** Opening DOCUMENT PASSAGE block **
When you are reaching the end of the road, the arrival of an angel just lets us know that its not the end but a bend :-) You just turned ... let's say, 'right' ... The angel came around to fill your desire.

Indeed, its party time :-) In celebration of being alive, that's the phrase that comes to my mind, its Christian Barnard's description of life ...

I wish you and your children a lot of love and healing Dodo. It will happen, until then, hang in there. With prayers, Bluxess.
wooka85257 wrote: I remember the terror of bringing my son home from the hospital with type 1 diabetes, afraid i would kill him with the wrong food. Reading your story brought it all back. But the good news is, you learn as you go, and they are more resilient than we know, and it all works out in the end. And i agree with the others. You were sent an angel in your hour of greatest need.
dette wrote: Truly, u have all the reasons to celebrate! Thanks to the lady for making u realize that. And thank u for sharing with us this great story.
** Closing DOCUMENT PASSAGE block **
** Opening MATERIAL SHOWN block **
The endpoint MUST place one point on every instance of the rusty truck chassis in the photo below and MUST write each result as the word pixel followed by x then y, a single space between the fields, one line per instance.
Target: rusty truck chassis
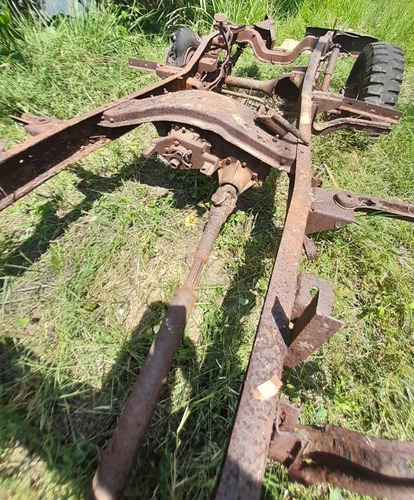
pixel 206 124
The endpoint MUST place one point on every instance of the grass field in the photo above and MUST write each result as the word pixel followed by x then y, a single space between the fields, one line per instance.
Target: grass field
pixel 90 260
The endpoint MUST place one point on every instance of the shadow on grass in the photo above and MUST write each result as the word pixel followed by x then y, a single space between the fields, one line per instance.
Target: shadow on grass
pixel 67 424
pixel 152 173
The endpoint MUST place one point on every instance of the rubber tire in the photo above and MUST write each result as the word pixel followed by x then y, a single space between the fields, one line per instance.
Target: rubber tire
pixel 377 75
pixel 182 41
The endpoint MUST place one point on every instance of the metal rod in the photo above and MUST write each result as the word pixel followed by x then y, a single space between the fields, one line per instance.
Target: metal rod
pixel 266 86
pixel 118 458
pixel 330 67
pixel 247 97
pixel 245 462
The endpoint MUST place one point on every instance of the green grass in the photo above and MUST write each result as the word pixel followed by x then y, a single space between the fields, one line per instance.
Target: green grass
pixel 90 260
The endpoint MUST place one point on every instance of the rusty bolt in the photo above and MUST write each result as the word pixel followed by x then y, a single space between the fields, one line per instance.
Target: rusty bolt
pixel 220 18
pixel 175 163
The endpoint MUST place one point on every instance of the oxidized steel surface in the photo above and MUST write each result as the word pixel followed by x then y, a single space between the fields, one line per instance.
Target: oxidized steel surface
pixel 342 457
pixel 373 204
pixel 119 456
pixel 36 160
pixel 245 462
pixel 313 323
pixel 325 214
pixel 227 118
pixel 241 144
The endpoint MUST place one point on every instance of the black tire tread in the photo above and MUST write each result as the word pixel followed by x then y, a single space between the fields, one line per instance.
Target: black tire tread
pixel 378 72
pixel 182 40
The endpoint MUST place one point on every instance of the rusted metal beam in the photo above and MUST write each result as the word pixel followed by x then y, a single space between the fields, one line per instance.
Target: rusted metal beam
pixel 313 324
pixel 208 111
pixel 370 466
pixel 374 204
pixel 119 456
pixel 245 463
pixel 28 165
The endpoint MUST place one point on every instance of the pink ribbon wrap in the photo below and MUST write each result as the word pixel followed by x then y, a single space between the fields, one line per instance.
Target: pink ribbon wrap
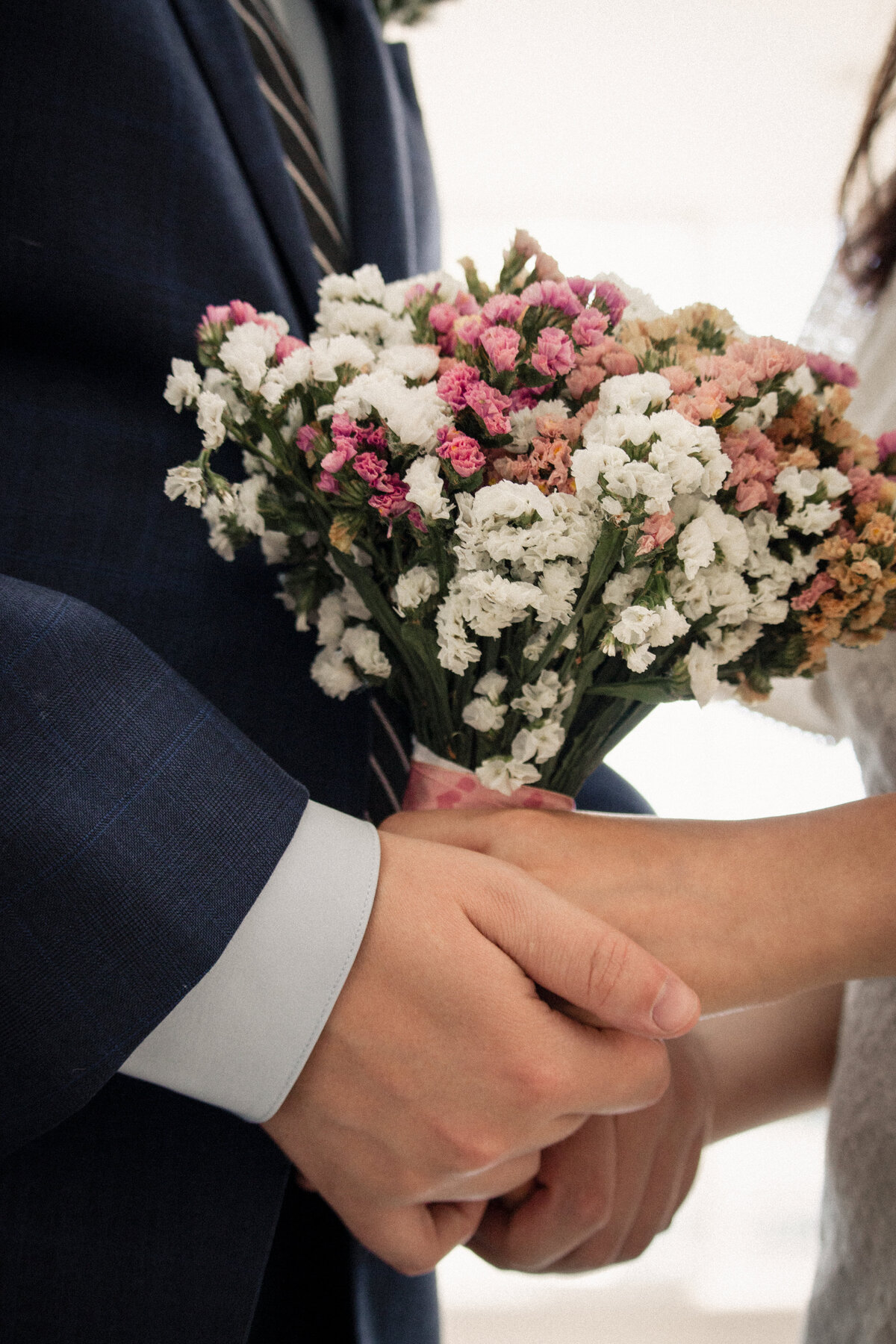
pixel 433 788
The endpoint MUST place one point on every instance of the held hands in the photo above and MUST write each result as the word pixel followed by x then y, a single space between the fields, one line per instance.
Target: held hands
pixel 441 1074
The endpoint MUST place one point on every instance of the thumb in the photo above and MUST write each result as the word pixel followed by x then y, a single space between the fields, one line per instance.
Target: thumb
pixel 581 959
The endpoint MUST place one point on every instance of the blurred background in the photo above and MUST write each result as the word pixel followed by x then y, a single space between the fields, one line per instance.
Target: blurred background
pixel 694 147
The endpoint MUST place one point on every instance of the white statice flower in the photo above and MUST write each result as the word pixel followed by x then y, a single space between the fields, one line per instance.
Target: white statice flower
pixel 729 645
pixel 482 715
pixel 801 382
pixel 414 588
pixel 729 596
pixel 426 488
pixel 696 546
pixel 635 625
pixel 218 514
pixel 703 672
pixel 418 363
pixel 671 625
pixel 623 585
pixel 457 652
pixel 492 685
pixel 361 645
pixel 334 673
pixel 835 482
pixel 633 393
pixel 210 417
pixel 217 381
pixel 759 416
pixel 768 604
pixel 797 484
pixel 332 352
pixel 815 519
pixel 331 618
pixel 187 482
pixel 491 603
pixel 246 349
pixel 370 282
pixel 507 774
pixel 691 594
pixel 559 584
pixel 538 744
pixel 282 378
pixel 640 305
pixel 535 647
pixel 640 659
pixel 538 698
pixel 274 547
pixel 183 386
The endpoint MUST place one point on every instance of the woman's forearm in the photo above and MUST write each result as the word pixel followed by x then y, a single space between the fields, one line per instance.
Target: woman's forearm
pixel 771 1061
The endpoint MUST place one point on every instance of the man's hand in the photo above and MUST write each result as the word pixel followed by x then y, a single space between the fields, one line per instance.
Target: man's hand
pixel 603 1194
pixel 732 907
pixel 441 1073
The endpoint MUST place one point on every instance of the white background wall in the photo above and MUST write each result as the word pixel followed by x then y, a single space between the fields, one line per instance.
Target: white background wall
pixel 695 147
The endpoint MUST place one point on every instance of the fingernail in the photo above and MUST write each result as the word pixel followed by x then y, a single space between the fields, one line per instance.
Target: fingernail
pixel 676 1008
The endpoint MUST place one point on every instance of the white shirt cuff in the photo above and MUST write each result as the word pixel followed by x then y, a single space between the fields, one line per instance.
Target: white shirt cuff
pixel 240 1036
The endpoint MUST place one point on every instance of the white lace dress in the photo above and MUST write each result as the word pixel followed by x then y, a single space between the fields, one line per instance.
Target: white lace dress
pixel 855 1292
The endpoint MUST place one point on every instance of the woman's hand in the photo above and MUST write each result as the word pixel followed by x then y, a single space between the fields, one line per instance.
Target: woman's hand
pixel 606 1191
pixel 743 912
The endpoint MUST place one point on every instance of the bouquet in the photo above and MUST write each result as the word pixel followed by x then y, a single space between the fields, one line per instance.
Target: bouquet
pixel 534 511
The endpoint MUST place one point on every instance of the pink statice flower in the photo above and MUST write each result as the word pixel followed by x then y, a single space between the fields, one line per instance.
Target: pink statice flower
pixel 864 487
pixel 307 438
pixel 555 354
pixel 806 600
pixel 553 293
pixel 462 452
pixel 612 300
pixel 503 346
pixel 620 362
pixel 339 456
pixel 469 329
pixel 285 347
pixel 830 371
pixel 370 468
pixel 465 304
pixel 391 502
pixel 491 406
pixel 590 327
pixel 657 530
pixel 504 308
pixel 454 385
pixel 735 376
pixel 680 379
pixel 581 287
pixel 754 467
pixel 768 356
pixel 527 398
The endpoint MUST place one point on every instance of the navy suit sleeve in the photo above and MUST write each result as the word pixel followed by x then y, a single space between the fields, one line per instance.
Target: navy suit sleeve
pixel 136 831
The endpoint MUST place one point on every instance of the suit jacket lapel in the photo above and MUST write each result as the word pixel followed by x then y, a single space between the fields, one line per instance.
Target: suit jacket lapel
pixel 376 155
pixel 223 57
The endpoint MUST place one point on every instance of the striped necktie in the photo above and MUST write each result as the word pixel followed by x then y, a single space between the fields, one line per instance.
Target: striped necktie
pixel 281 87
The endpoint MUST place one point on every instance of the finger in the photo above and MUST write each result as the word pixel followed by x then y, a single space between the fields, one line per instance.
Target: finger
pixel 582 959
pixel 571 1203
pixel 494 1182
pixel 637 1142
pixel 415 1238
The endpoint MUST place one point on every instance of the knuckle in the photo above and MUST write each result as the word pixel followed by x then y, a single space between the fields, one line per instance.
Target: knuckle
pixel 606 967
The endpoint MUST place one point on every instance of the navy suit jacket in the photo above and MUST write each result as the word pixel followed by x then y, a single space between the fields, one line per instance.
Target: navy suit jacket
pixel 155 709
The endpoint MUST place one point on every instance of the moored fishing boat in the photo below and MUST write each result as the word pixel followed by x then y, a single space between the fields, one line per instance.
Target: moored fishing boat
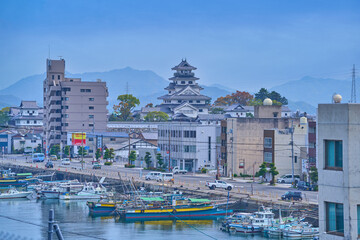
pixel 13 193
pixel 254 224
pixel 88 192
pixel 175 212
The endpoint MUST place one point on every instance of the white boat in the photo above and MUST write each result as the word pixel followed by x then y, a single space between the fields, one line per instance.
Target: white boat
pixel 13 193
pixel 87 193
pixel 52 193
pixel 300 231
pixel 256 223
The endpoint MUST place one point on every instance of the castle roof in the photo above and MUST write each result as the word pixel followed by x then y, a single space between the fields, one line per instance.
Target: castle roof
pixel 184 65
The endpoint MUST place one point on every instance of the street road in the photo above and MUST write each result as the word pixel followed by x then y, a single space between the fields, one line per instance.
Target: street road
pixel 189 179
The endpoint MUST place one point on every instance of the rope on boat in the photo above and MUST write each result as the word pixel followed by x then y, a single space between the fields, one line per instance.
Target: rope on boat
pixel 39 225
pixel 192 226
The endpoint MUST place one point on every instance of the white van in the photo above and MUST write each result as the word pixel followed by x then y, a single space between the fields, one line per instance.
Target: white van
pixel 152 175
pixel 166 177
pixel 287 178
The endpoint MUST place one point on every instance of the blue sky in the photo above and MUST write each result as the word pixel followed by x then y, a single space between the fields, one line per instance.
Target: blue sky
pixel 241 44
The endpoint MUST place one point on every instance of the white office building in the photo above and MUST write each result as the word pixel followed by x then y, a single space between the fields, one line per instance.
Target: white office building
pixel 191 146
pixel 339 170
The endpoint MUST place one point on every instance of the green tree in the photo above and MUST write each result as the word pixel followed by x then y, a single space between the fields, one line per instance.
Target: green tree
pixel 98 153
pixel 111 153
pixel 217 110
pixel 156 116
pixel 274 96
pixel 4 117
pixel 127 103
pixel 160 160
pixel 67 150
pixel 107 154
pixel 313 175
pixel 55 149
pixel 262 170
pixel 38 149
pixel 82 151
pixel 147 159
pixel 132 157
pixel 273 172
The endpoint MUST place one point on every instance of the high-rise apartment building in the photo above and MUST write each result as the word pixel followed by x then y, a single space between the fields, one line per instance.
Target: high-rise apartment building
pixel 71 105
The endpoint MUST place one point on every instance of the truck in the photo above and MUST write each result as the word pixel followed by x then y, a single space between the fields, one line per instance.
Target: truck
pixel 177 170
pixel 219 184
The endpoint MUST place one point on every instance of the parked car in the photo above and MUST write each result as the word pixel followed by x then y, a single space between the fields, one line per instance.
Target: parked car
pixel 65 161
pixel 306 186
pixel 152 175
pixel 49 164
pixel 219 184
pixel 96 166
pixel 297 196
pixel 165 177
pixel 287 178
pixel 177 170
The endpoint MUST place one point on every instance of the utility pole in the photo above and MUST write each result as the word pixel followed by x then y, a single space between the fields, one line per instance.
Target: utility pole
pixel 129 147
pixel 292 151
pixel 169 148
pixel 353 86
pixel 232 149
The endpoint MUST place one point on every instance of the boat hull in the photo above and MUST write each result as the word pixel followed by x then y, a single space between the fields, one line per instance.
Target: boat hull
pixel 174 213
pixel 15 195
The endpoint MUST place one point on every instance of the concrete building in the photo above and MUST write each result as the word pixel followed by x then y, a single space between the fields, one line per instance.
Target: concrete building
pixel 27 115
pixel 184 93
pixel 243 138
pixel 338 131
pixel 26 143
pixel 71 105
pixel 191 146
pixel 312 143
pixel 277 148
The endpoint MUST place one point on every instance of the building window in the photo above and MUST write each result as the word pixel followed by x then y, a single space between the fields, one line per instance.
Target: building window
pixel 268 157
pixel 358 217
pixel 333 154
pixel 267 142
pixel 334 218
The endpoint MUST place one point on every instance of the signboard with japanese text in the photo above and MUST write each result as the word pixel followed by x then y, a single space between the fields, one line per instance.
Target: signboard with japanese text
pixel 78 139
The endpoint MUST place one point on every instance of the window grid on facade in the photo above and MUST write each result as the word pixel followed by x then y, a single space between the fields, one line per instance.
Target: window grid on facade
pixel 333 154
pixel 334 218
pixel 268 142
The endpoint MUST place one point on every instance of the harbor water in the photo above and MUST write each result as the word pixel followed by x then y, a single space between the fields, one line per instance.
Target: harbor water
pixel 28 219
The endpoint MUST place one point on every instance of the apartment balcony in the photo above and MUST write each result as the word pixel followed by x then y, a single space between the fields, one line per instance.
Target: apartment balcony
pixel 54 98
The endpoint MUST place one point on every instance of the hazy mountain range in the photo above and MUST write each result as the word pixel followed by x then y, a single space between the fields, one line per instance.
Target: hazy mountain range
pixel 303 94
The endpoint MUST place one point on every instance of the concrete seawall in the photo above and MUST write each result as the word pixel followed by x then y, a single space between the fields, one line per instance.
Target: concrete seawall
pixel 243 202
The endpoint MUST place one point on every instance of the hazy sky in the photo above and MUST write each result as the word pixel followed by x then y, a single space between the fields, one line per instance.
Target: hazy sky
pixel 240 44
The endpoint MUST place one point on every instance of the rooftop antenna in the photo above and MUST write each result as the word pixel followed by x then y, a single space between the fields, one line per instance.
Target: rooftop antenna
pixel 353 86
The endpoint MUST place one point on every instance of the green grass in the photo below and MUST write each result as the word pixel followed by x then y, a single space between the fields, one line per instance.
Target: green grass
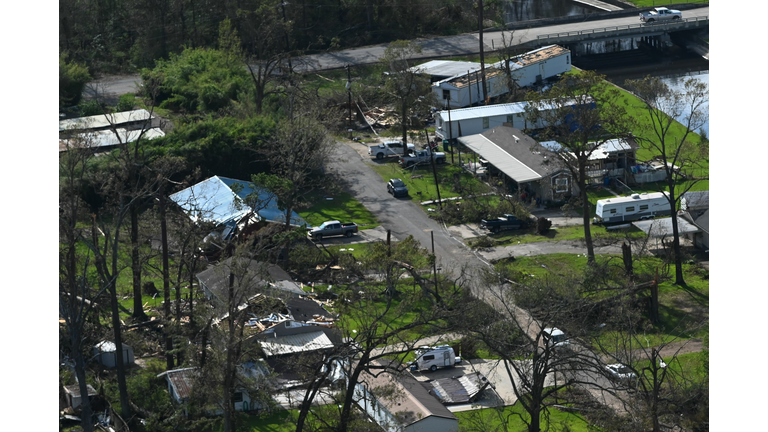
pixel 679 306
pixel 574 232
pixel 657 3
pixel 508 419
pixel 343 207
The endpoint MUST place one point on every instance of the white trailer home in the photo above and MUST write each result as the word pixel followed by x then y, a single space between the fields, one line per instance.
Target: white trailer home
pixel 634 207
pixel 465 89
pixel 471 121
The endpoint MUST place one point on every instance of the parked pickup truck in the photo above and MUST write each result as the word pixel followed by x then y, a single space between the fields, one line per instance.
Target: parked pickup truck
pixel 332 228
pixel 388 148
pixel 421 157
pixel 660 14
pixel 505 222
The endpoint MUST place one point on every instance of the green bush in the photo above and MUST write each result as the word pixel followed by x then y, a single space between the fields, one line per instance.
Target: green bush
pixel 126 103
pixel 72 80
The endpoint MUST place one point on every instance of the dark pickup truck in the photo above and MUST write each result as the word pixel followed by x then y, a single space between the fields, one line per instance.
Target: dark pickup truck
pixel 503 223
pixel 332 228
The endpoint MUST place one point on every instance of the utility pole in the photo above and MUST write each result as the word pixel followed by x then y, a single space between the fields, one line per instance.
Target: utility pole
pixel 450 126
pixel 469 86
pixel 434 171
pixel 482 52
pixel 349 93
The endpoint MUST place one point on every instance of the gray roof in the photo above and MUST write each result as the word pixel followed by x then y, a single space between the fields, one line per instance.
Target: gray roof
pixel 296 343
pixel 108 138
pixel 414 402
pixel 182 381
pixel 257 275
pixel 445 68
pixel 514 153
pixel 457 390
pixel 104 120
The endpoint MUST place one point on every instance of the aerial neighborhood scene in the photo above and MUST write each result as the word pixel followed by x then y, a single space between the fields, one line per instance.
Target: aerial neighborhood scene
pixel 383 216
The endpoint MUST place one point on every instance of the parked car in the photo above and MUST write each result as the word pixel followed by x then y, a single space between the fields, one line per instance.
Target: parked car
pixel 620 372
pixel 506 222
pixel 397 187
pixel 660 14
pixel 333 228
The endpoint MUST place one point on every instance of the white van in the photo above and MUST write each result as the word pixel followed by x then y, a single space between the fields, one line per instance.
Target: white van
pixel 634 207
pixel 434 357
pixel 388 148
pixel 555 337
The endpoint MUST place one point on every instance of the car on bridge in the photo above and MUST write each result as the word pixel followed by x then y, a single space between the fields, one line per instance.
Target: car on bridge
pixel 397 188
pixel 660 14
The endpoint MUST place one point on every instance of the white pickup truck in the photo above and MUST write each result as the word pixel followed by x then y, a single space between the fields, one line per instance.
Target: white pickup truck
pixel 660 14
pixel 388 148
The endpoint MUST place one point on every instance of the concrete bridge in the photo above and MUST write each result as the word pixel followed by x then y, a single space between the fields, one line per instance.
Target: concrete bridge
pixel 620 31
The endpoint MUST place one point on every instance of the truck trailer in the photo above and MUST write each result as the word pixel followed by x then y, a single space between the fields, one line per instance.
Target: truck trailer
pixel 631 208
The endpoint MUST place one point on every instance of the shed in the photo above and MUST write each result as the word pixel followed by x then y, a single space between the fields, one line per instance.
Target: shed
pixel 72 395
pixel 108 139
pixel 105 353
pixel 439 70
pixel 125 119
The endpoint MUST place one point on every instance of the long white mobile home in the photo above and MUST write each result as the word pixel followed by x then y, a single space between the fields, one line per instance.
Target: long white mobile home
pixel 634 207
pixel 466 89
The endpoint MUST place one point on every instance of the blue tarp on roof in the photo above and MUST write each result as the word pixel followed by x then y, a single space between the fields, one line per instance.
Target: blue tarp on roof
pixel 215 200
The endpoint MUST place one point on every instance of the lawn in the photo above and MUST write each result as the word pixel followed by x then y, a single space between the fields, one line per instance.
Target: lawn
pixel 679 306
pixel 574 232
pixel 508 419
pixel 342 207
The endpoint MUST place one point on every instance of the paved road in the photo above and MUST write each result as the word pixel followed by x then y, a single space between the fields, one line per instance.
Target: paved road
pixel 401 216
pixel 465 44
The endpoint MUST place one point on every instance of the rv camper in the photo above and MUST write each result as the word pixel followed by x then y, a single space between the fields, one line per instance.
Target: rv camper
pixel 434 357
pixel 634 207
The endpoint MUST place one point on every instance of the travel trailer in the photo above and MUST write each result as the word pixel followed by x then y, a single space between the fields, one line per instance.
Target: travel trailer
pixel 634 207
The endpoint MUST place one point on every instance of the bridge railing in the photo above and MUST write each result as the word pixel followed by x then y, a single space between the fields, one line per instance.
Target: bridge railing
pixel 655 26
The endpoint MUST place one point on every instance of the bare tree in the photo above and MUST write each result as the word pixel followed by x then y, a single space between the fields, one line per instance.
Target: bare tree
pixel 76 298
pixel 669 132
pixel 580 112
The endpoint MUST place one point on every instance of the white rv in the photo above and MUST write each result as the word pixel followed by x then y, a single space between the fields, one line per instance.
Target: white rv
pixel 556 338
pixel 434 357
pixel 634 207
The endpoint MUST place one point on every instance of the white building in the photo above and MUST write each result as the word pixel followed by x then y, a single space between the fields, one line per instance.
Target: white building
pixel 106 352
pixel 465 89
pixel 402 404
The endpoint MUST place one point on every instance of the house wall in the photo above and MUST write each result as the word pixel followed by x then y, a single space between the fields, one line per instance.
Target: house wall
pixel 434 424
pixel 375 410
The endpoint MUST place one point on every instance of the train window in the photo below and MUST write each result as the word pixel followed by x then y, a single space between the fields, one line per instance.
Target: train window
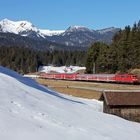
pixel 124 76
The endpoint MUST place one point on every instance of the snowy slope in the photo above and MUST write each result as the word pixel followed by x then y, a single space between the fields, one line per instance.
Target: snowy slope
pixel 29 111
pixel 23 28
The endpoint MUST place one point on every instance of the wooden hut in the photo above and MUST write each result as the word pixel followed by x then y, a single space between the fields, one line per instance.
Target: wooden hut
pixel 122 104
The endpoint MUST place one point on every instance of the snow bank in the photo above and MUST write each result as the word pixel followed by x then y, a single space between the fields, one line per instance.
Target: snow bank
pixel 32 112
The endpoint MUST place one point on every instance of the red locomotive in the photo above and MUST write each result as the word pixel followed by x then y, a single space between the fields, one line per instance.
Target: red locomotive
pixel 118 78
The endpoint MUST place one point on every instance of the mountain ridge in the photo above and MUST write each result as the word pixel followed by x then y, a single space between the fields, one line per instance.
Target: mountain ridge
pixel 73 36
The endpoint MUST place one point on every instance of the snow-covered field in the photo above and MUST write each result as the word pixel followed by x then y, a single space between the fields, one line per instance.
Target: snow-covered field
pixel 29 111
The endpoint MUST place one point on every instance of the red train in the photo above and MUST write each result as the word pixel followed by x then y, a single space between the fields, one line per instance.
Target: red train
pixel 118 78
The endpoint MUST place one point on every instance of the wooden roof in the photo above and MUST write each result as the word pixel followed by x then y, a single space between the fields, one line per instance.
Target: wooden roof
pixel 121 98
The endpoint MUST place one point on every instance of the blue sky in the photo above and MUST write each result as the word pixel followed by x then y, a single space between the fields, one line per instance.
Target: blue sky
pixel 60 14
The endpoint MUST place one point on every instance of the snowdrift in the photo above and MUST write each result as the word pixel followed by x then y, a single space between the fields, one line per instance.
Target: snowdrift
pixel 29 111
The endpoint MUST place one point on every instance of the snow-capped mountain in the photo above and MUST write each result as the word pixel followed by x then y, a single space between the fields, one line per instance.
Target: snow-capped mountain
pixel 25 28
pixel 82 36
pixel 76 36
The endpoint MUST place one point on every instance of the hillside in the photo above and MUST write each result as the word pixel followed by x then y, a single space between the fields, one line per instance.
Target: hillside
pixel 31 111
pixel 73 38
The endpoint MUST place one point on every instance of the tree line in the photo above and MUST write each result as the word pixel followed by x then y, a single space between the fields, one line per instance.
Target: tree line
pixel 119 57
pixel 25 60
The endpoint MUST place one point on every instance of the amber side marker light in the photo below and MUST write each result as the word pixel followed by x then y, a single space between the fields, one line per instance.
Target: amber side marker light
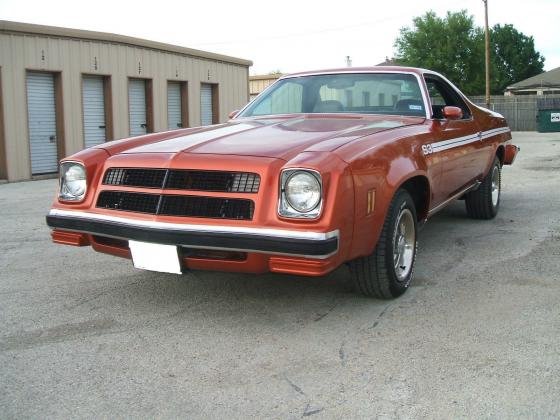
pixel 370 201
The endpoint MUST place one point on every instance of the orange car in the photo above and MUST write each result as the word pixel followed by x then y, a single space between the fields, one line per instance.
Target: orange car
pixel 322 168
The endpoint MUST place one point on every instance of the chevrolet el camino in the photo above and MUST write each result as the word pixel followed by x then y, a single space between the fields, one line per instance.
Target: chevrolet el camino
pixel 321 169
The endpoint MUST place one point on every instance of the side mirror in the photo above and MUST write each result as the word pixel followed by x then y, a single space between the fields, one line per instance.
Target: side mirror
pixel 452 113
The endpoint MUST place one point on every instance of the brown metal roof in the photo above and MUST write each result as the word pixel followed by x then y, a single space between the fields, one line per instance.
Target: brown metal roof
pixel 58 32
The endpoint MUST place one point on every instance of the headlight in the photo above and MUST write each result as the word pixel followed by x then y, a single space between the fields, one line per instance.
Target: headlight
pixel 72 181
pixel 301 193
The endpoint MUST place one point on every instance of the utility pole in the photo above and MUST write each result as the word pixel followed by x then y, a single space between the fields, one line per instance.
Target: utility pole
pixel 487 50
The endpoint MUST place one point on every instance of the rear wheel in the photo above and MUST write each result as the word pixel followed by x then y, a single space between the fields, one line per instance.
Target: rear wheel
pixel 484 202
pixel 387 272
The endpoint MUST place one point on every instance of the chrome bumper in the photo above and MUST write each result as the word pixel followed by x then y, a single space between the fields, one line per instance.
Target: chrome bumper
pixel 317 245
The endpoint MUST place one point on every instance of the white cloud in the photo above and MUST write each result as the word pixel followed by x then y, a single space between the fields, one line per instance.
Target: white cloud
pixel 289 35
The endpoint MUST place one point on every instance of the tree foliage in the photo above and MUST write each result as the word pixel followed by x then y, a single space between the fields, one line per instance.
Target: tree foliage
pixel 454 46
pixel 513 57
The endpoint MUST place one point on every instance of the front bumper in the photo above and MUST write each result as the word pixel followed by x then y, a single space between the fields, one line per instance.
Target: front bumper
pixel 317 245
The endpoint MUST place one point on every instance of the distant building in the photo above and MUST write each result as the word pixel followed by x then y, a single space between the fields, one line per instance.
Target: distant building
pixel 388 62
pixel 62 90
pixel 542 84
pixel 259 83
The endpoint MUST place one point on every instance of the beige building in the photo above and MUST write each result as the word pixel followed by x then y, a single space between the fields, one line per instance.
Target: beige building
** Closing MATERIAL SHOWN block **
WORK INSTRUCTION 1: In the comment thread, what condition did wooka85257's son have when he was brought home from the hospital?
WORK INSTRUCTION 2: Write the next part of the comment thread, picking up right after its final comment.
These entries come from a different source than the comment thread.

RESPONSE BOX 1: Type 1 diabetes.

RESPONSE BOX 2:
Good luck and take care!
Jami2D wrote: Hopefully you made a way to contact you new friend and stay in touch. It really seems like you were sent an angel and i have heard that it takes one to know one:) thanks to you my angel friend for reminding me that my special needs son is a true blessing from above. Smile always:)
Elizabeth wrote: We are the angels. Our senses nudge us when others need help, so we can notice and respond. We learn what's needed from our own moments of need for aid and comfort, no questions asked. We're not perfect - but we can always help.